[Data items]
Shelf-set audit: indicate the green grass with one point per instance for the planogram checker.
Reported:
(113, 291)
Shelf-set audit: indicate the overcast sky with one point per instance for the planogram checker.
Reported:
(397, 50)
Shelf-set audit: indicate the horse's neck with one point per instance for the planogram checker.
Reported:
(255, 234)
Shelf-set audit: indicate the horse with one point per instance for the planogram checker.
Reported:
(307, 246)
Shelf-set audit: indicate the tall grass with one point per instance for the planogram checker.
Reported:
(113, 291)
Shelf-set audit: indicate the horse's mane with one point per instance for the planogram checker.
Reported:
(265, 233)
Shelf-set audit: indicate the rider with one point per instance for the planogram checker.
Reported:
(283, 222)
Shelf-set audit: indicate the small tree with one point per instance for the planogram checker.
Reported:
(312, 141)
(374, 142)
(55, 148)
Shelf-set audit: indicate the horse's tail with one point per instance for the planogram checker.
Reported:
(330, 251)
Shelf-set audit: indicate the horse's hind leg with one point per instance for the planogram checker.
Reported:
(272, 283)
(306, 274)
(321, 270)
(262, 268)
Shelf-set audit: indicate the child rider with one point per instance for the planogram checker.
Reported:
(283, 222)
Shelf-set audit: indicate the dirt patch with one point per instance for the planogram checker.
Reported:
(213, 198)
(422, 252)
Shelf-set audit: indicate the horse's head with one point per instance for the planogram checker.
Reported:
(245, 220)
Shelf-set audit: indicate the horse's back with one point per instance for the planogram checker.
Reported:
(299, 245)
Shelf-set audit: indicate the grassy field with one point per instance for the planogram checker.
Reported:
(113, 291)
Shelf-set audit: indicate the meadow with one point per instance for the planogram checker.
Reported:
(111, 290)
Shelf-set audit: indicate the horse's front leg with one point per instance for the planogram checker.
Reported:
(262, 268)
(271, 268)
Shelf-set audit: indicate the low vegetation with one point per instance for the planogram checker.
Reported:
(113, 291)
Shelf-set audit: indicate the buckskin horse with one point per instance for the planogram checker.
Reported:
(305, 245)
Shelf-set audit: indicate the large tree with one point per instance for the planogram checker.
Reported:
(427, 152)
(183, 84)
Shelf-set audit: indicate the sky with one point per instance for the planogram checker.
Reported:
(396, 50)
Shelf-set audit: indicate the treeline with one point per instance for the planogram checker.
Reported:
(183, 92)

YOUR INSTRUCTIONS => Please provide an exact transcription of each line from the one holding "Shelf-set audit: indicate the horse's tail" through the final line of the data above.

YOUR SOLUTION =>
Shelf-set audit: indicate the horse's tail with one point per instance for the planogram checker.
Reported:
(330, 251)
Shelf-set audit: indicate the horse's hind leg with one point per instance for the planogram checker.
Reported:
(272, 283)
(306, 274)
(321, 270)
(262, 268)
Shelf-set audit: indicate the child rider with one point per instance for the planogram checker.
Reported:
(283, 222)
Shelf-set audit: indicate the dirt patch with one point per instance for the planogram checker.
Reported:
(213, 198)
(422, 252)
Shelf-set audit: indicate the horse's head with one point per instance for the planogram checker.
Reported:
(245, 220)
Shelf-set audit: indicate the horse's back with one point per instance for the planogram checker.
Reported:
(299, 245)
Shelf-set audit: indicate the grassy field with one point per instance for the planogram checker.
Reported:
(113, 291)
Shelf-set audit: indicate the meadow with one point per instance for the planogram checker.
Reported:
(111, 290)
Shelf-set audit: indicate the horse's front leg with one point per instance for the planogram checker.
Reported:
(262, 268)
(271, 268)
Shelf-set audit: indicate the low vegetation with one point per instance for the planogram checker.
Reported:
(113, 291)
Shelf-set audit: indicate the buckskin horse with one point per instance for the planogram checker.
Reported:
(305, 245)
Shelf-set audit: indicate the large tree with one point per instance for the planogram checker.
Reported:
(427, 152)
(183, 84)
Shelf-set audit: indicate the sky with one point per instance for the planogram checker.
Reported:
(396, 50)
Shelf-set audit: indicate the treeline with one point per instance for the planogram checker.
Reported:
(183, 92)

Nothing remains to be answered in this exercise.